## EXERCISE GOAL
Show each line of the records below that contains the word "point".

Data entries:
☆ ☆ ☆ ☆ ☆ ☆ ☆
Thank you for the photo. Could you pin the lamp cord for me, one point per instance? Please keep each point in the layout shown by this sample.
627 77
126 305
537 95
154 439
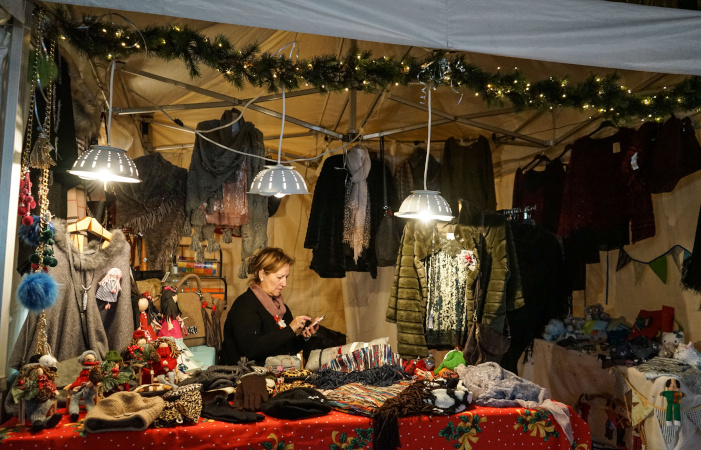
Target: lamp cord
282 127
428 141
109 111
☆ ☆ ☆ ☆ ☆ ☆ ☆
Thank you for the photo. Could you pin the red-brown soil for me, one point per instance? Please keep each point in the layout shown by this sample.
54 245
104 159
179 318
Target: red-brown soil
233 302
☆ ☆ ☆ ☆ ☆ ☆ ☆
## RESULT OF THIS EXERCISE
Thank you for the photo. Could you pin the lamp cord for me, one point per instance? Please keep each point in the layout shown by this sample.
Thank you for the photo. Could you pin the red-brown soil for me, one point per instance? Please keep each point in the layout shown by this sample.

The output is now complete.